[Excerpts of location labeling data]

################

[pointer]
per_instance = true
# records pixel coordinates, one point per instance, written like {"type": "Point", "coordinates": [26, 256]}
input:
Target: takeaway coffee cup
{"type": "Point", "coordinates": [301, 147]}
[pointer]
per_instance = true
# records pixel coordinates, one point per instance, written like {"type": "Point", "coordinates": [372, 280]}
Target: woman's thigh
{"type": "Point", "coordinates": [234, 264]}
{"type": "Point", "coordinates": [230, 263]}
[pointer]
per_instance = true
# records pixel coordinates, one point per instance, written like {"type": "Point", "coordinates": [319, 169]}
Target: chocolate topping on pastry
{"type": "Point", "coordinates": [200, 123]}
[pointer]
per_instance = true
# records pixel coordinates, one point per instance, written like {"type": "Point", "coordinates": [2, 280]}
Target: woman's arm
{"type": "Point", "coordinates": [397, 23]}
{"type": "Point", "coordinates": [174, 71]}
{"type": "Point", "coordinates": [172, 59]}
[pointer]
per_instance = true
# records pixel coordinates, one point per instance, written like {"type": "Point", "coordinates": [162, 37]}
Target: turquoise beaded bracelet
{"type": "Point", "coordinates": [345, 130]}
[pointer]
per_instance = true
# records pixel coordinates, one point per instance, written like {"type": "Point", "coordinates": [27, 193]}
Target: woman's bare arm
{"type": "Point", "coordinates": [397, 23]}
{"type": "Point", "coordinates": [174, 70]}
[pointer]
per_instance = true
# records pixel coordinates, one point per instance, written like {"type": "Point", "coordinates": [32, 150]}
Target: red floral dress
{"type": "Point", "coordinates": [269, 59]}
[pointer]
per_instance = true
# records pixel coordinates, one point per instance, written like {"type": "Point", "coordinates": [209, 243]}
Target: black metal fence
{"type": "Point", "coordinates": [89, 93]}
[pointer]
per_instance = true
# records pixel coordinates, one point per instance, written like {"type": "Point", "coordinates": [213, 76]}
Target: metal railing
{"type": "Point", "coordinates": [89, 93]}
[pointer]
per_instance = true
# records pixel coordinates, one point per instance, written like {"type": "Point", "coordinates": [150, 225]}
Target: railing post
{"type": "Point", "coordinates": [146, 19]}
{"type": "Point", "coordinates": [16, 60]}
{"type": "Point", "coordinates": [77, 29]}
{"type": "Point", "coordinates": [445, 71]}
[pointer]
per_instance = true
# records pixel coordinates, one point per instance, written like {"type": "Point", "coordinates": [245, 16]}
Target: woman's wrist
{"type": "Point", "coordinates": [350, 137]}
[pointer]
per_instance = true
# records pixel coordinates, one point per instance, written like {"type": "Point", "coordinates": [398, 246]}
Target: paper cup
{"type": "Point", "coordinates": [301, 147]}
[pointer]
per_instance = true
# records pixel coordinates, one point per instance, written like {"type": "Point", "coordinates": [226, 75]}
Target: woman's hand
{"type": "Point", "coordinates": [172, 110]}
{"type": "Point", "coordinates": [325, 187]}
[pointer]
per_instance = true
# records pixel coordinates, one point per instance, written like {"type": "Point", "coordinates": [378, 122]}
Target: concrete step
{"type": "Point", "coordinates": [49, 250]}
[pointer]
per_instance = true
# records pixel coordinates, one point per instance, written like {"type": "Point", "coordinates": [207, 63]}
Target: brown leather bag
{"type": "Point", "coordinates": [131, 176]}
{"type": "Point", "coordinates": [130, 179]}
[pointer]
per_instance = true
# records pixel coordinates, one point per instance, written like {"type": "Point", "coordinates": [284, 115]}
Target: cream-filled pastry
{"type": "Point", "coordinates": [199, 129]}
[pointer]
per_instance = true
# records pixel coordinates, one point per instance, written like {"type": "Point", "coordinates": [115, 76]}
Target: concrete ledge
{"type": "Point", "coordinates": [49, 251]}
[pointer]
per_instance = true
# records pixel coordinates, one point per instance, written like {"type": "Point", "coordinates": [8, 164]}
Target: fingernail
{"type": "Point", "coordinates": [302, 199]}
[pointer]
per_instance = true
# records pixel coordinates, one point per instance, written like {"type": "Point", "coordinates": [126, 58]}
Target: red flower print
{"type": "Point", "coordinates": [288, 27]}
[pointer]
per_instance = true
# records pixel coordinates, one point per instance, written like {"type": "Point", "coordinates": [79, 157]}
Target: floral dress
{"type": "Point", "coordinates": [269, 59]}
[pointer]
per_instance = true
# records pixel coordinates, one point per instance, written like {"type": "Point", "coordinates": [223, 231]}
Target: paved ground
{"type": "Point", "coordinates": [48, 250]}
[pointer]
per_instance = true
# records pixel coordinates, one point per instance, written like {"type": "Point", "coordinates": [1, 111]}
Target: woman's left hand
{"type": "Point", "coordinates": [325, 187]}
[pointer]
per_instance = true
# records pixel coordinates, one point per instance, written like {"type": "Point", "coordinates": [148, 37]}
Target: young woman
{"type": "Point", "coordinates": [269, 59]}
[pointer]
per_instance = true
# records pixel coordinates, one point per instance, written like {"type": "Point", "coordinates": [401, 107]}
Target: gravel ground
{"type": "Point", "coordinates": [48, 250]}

################

> **WRITTEN REQUEST**
Give back the whole listing, word for word.

> **WRITTEN ANSWER**
[pointer]
per_instance = true
# records pixel coordinates, one point per instance, written like {"type": "Point", "coordinates": [26, 256]}
input:
Target: takeaway coffee cup
{"type": "Point", "coordinates": [301, 147]}
[pointer]
per_instance = true
# records pixel coordinates, one point per instance, written like {"type": "Point", "coordinates": [372, 280]}
Target: woman's thigh
{"type": "Point", "coordinates": [234, 264]}
{"type": "Point", "coordinates": [230, 263]}
[pointer]
per_instance = true
# records pixel coordinates, one point per instance, written like {"type": "Point", "coordinates": [319, 169]}
Target: chocolate topping on pastry
{"type": "Point", "coordinates": [200, 123]}
[pointer]
per_instance = true
# records pixel coordinates, one point per instance, written like {"type": "Point", "coordinates": [2, 280]}
Target: woman's arm
{"type": "Point", "coordinates": [397, 23]}
{"type": "Point", "coordinates": [174, 71]}
{"type": "Point", "coordinates": [172, 59]}
[pointer]
per_instance = true
# records pixel coordinates, one point per instance, written like {"type": "Point", "coordinates": [162, 37]}
Target: turquoise beaded bracelet
{"type": "Point", "coordinates": [345, 130]}
[pointer]
per_instance = true
# records pixel coordinates, one point per instance, written like {"type": "Point", "coordinates": [27, 193]}
Target: woman's bare arm
{"type": "Point", "coordinates": [397, 23]}
{"type": "Point", "coordinates": [174, 70]}
[pointer]
per_instance = true
# records pixel coordinates, one point per instance, written like {"type": "Point", "coordinates": [32, 150]}
Target: red floral dress
{"type": "Point", "coordinates": [269, 59]}
[pointer]
per_instance = true
# records pixel coordinates, one point per instance, written like {"type": "Point", "coordinates": [209, 243]}
Target: black metal fence
{"type": "Point", "coordinates": [89, 93]}
[pointer]
per_instance = true
# records pixel coordinates, one point per instance, written like {"type": "Point", "coordinates": [213, 76]}
Target: metal railing
{"type": "Point", "coordinates": [89, 93]}
[pointer]
per_instance = true
# records pixel coordinates, one point per instance, written like {"type": "Point", "coordinates": [150, 225]}
Target: railing post
{"type": "Point", "coordinates": [146, 19]}
{"type": "Point", "coordinates": [16, 60]}
{"type": "Point", "coordinates": [77, 29]}
{"type": "Point", "coordinates": [445, 71]}
[pointer]
per_instance = true
# records pixel coordinates, one point per instance, written like {"type": "Point", "coordinates": [245, 16]}
Target: woman's wrist
{"type": "Point", "coordinates": [350, 137]}
[pointer]
per_instance = true
# records pixel coordinates, one point per instance, written like {"type": "Point", "coordinates": [398, 246]}
Target: paper cup
{"type": "Point", "coordinates": [301, 147]}
[pointer]
per_instance = true
# records pixel coordinates, one point per instance, written like {"type": "Point", "coordinates": [226, 75]}
Target: woman's hand
{"type": "Point", "coordinates": [172, 110]}
{"type": "Point", "coordinates": [325, 187]}
[pointer]
per_instance = true
# records pixel coordinates, one point per instance, written like {"type": "Point", "coordinates": [378, 122]}
Target: concrete step
{"type": "Point", "coordinates": [49, 250]}
[pointer]
per_instance = true
# records pixel coordinates, one point per instance, written like {"type": "Point", "coordinates": [207, 63]}
Target: brown leather bag
{"type": "Point", "coordinates": [131, 176]}
{"type": "Point", "coordinates": [130, 179]}
[pointer]
per_instance = true
# records pixel coordinates, one point per instance, written like {"type": "Point", "coordinates": [284, 115]}
Target: cream-filled pastry
{"type": "Point", "coordinates": [199, 129]}
[pointer]
per_instance = true
# records pixel coordinates, one point per instance, written like {"type": "Point", "coordinates": [115, 76]}
Target: concrete ledge
{"type": "Point", "coordinates": [49, 251]}
[pointer]
per_instance = true
# records pixel coordinates, one point per instance, written like {"type": "Point", "coordinates": [8, 164]}
Target: fingernail
{"type": "Point", "coordinates": [302, 199]}
[pointer]
per_instance = true
# records pixel coordinates, one point per instance, written like {"type": "Point", "coordinates": [126, 58]}
Target: red flower print
{"type": "Point", "coordinates": [288, 27]}
[pointer]
per_instance = true
# records pixel coordinates, one point per instance, written like {"type": "Point", "coordinates": [79, 157]}
Target: floral dress
{"type": "Point", "coordinates": [269, 59]}
[pointer]
per_instance = true
# records pixel coordinates, one point per instance, written like {"type": "Point", "coordinates": [223, 231]}
Target: paved ground
{"type": "Point", "coordinates": [48, 250]}
[pointer]
per_instance = true
# records pixel coordinates, one point per instance, written like {"type": "Point", "coordinates": [1, 111]}
Target: woman's left hand
{"type": "Point", "coordinates": [325, 187]}
[pointer]
per_instance = true
# records pixel coordinates, one point per instance, written like {"type": "Point", "coordinates": [148, 37]}
Target: young woman
{"type": "Point", "coordinates": [269, 59]}
[pointer]
per_instance = true
# records pixel coordinates, one point per instance, written like {"type": "Point", "coordinates": [401, 107]}
Target: gravel ground
{"type": "Point", "coordinates": [48, 250]}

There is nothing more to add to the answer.